- SHORT TASK
Copy out every line in the records below that contains the string "target". Case matters.

- TASK MATERIAL
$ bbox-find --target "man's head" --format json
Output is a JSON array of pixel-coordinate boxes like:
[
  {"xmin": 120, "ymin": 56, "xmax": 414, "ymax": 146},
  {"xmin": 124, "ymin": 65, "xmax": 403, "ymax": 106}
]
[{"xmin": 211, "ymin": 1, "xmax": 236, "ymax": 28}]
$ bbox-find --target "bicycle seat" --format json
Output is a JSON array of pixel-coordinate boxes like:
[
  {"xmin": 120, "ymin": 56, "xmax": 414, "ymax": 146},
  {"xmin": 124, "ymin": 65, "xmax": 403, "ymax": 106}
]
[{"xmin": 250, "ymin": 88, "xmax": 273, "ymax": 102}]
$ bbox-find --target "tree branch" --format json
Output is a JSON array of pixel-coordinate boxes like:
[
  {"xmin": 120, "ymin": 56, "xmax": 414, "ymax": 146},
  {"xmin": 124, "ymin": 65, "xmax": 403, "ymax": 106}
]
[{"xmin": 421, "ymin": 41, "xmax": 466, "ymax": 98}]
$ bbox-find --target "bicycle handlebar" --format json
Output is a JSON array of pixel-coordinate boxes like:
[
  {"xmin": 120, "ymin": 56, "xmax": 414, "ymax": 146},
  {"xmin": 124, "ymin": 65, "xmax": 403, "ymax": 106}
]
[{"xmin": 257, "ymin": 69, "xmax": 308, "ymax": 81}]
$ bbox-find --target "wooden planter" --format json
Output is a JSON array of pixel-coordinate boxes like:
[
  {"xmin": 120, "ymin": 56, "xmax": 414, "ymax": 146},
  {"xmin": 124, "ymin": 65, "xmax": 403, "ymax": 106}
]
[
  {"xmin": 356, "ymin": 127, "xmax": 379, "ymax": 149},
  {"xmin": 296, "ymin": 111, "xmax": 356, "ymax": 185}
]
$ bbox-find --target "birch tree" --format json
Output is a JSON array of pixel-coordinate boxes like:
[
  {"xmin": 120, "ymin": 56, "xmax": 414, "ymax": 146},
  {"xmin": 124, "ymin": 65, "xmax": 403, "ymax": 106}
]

- EXPECTED OUTPUT
$ bbox-find --target "man's head" --format json
$ bbox-find --target "bicycle seat" --format json
$ bbox-find --target "tree branch" --format json
$ bbox-find --target "bicycle handlebar" --format json
$ bbox-find --target "wooden planter" --format json
$ bbox-find --target "birch tree" --format json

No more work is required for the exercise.